— start Material for this exercise —
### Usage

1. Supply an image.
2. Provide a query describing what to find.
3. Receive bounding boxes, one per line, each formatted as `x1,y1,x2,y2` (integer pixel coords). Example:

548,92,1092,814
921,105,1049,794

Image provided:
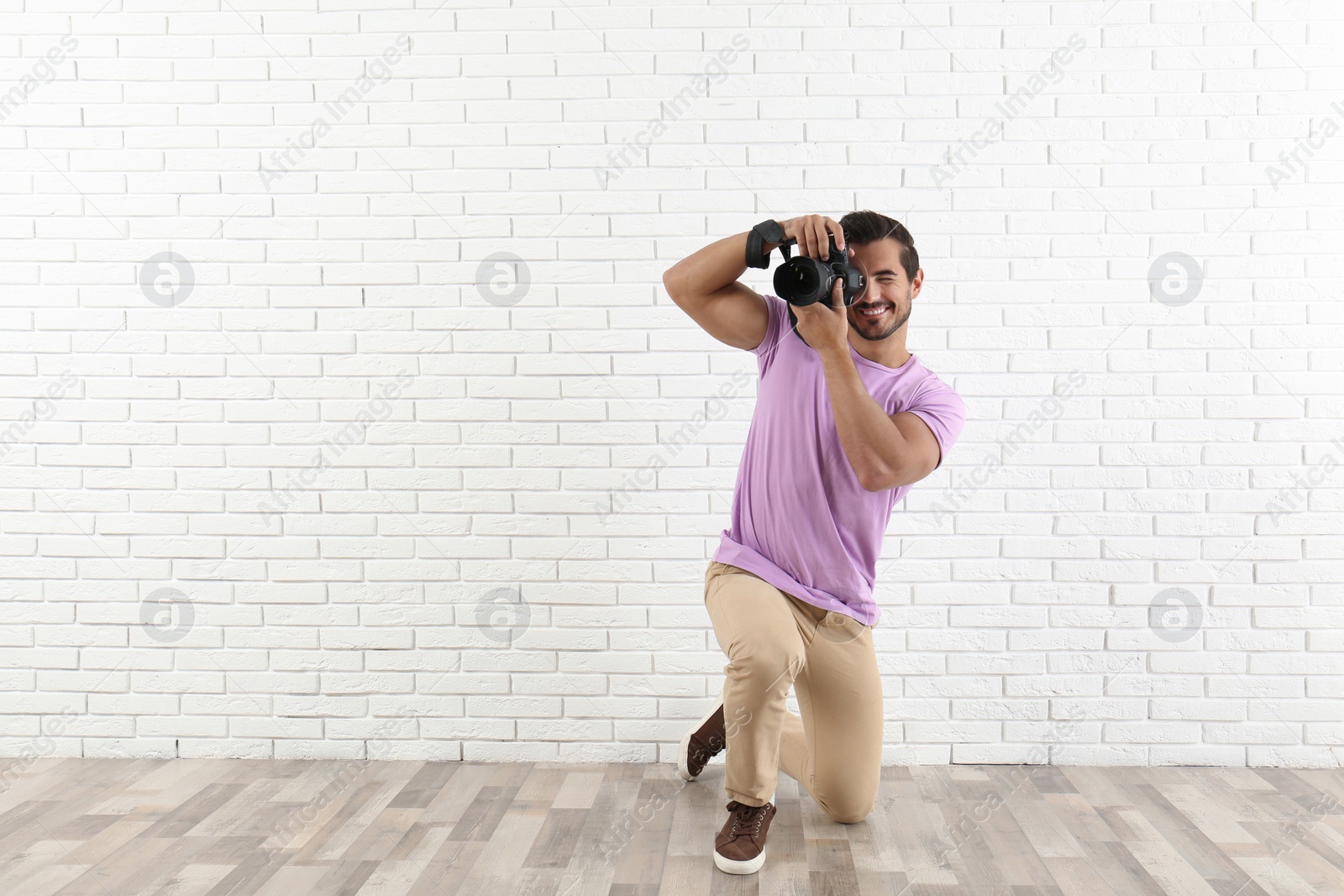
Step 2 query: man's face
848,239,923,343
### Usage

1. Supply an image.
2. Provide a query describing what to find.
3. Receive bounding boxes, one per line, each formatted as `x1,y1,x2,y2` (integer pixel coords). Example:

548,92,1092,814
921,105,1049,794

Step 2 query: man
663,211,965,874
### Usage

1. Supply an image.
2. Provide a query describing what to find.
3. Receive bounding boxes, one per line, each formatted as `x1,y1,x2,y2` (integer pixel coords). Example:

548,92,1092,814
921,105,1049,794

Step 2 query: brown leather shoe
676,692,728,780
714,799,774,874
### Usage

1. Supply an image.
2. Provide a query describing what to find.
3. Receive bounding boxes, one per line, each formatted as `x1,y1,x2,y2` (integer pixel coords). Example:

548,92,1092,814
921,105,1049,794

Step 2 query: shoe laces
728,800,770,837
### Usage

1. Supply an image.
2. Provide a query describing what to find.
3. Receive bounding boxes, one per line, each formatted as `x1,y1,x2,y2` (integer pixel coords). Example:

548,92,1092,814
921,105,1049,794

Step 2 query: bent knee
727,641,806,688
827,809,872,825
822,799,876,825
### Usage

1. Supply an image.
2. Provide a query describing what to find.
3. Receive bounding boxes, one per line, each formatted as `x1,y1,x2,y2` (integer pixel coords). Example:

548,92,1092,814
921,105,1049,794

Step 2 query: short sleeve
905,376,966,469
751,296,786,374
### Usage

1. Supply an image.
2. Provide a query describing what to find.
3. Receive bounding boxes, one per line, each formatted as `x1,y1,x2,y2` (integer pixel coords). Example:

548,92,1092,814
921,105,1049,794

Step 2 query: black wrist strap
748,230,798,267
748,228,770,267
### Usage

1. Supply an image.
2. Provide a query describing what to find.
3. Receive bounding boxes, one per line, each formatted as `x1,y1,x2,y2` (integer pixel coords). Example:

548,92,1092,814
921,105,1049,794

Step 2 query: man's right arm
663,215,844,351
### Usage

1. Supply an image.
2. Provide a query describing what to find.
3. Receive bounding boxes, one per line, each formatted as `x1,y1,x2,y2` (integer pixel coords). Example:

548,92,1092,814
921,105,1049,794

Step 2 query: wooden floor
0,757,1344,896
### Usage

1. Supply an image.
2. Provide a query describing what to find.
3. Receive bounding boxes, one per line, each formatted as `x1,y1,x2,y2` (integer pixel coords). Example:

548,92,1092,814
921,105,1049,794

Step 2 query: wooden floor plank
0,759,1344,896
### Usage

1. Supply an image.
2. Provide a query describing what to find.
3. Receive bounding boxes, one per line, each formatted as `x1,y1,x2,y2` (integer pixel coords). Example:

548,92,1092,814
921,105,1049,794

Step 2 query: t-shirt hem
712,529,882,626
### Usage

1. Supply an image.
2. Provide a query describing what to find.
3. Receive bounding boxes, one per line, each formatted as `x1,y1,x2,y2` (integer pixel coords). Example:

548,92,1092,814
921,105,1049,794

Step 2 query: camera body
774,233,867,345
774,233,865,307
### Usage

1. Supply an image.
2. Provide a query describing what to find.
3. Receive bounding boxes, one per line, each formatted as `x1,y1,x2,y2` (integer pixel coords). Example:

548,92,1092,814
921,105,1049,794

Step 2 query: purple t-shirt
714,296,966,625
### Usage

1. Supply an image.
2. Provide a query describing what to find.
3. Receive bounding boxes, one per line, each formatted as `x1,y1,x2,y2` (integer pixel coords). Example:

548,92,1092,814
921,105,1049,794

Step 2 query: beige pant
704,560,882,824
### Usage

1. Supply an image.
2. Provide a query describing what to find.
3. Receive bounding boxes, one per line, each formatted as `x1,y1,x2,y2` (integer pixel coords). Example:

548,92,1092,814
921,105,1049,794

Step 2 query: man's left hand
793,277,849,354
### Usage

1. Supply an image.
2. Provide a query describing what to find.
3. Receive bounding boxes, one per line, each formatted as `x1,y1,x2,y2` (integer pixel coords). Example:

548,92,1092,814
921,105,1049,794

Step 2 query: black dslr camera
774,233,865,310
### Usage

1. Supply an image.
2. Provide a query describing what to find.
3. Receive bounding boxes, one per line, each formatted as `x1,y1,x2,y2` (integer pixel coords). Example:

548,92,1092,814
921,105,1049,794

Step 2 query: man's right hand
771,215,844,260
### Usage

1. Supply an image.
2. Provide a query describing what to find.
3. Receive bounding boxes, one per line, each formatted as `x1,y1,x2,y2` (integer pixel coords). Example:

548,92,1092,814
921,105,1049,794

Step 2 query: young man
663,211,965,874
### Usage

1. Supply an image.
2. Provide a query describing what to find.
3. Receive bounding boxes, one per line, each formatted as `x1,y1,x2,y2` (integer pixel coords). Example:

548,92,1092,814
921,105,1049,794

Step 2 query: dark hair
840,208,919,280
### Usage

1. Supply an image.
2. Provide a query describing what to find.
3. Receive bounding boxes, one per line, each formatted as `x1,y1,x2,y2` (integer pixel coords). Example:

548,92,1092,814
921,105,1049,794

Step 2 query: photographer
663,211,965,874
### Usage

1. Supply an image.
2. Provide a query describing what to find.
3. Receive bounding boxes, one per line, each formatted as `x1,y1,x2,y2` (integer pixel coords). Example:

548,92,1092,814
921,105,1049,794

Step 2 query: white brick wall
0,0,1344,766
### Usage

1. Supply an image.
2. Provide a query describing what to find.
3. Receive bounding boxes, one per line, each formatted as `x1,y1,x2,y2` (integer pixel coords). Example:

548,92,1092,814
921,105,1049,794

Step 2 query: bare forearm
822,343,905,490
— end Material for this exercise —
Task requirements: Go through the material and rename every "query" to "prompt", keeping everything else the same. Leave the pictures out of your answer.

Answer for this exercise:
### Usage

1. Supply an image.
2. Provide a prompt describing what to find.
3. Receive bounding boxes, one per line, each formatted as `x1,y1,x2,y2` (integer pixel coords). Example:

548,92,1092,814
921,105,1049,794

Image provided:
Step 2 prompt: man's face
848,239,923,343
### Usage

1. Supply an image.
2. Provide a prompt describing what to find.
3. Receive bounding boxes, one per line, each formatted as `x1,y1,x2,y2` (integer pixel coords). Example:

548,92,1092,814
921,105,1049,794

Step 2 prompt: man
663,211,965,874
### Usage

1. Supply an image.
2. Provide a prompt describing what to find.
3. Receive bounding boxes, one per line, each formatted as `x1,y1,x2,y2` (integer pixel coords). Example:

548,92,1092,814
921,105,1049,794

Step 2 prompt: brown leather shoe
676,692,728,780
714,799,774,874
### Usage

1. Supply an image.
2. Provide a prompt describing what to find.
3. Receive bounding boxes, one per line, each formatted as `x1,y1,x2,y2` (integer pixel coords). Example:

548,92,1092,814
921,105,1049,794

Step 2 prompt: shoe laces
728,800,770,837
### Usage

1. Supply an image.
2. Provide a prompt describing what to find.
3. Receive bounding boxes, one per line, each formatted as `x1,y1,x2,y2` (integer pixel coords). Example:

548,92,1092,814
921,105,1049,794

Step 2 prompt: bent knee
727,641,806,688
827,809,872,825
822,799,876,825
### Usage

1. Supply an image.
2. Provide a prompt describing what to find.
3. Receive bounding boxes, one per line, each formatted as `x1,y1,x2,y2` (integer pixel coords). Example:

548,92,1092,814
921,105,1049,794

Step 2 prompt: short sleeve
905,376,966,469
751,296,786,374
### Usage

1. Supply an image.
2. Provide a prompt describing what to find.
3. Receive bounding boxes, one per line, each formatted as `x1,y1,x2,y2` (integer pixel coords). Example:

548,92,1092,814
921,105,1049,794

Step 2 prompt: black wrist strap
748,230,798,267
748,228,770,267
### Usage

1. Supply an image.
2. Provide a prompt describing what to find.
3. Receive bounding boxes, one per line, each formatted as `x1,y1,x2,y2` (integer pixel coords). Example:

548,92,1092,814
921,105,1049,794

Step 2 prompt: man's right arm
663,215,844,351
### Usage

1. Supply an image.
2. Provide a prompt describing what to find.
3. Receive bounding boxes, one per line, each formatted as `x1,y1,x2,y2` (integer pixel coords). Example:

548,92,1092,814
921,105,1049,794

Step 2 prompt: wooden floor
0,757,1344,896
### Usage

1. Supply an image.
2. Provide a prompt describing what to find.
3. Receive bounding boxes, one per line, each formatted as `x1,y1,x2,y2` (integer pixel coords). Example:

548,92,1092,814
921,105,1049,794

Step 2 prompt: wooden floor plank
0,759,1344,896
### Usage

1. Supply an image.
2. Provide a prompt describing what to find.
3. Receive bounding boxes, one per line, each formatted as `x1,y1,x2,y2` (integer pixel coords). Example:

548,92,1092,814
921,105,1049,794

Step 2 prompt: t-shirt hem
712,529,882,626
### Usage

1. Supply an image.
2. Provide a prompt describing what to find.
3. Receive bounding boxes, one per line, each formatted as `x1,y1,x2,y2` (integer pixel coords). Example:

548,92,1092,814
921,105,1049,794

Step 2 prompt: camera body
774,233,867,345
774,233,865,307
### Usage

1. Supply an image.
2. Provide a prompt describing what to find.
3. Receive bounding boxes, one per line, each formatted as `x1,y1,x2,y2` (integer pixel coords). Example:

548,92,1092,814
921,105,1049,794

Step 2 prompt: purple t-shirt
714,296,966,625
### Usage

1. Supply an image.
2. Provide a prompt describing what to find.
3. Receive bounding boxes, one per line, each formatted as `x1,y1,x2,y2` (integer pixel coords). Example:

548,92,1092,814
921,105,1049,794

Step 2 prompt: beige pant
704,560,882,824
### Usage

1. Supply an image.
2. Provide a prompt describing what to find.
3. Receive bounding boxes, one per line, each formatted as `x1,y1,x2,y2` (integer pixel coords). Example:

548,92,1092,814
921,105,1049,794

Step 2 prompt: man's left hand
793,277,849,354
### Usage

1. Supply an image.
2. Provide a prompt describing what to find.
3. Receive bounding boxes, one per line, each formatted as `x1,y1,x2,y2` (integer pixel coords). Example:

548,92,1092,814
921,105,1049,794

Step 2 prompt: black dslr camera
774,233,865,310
### Usage

1. Supply an image.
2. Provide a prompt describing what to find.
3. Receive bounding boxes, one per line, each formatted as `x1,y1,x2,y2` (integer pixel coords). Example:

548,92,1092,814
921,105,1049,794

Step 2 prompt: man's right hand
771,215,844,260
### Usage

1. Supply an image.
2. Provide a prompt describing what to find.
3. Receive bounding boxes, one per line, each formatted as `x1,y1,x2,y2` (integer pixel coords). Example:

548,92,1092,814
921,105,1049,794

Step 2 prompt: young man
663,211,965,874
### Usage

1. Supply an image.
2. Provide a prompt describing what to find.
3. Receive bounding boxes, one per line, each formatted as `x1,y1,x2,y2` (integer pixel coords). Example:

548,92,1092,814
921,105,1049,794

Step 2 prompt: dark hair
840,208,919,280
### Usage

1. Supply an image.
2. Provide a prompt describing what to find.
3. Receive bounding boxes, one per line, each formatted as `x1,y1,x2,y2` (integer pixel coords). Example:

548,92,1092,814
921,105,1049,794

Step 2 prompt: photographer
663,211,965,874
### Usage

1. Supply an image.
2. Provide a prompt describing what to find.
3. Receive bounding boxes, one per line, each formatted as `x1,y1,x2,y2` (integer pixel coords). Example:

548,92,1092,814
921,105,1049,794

Step 2 prompt: white brick wall
0,0,1344,766
### Usage

1. Supply an image.
2. Provide a prompt describing what to find.
3. Receive bounding boxes, one per line, each formatted as `x1,y1,x2,y2` (integer pixel coords). Example:

548,92,1092,814
921,105,1049,794

Step 2 prompt: bare forearm
822,343,905,490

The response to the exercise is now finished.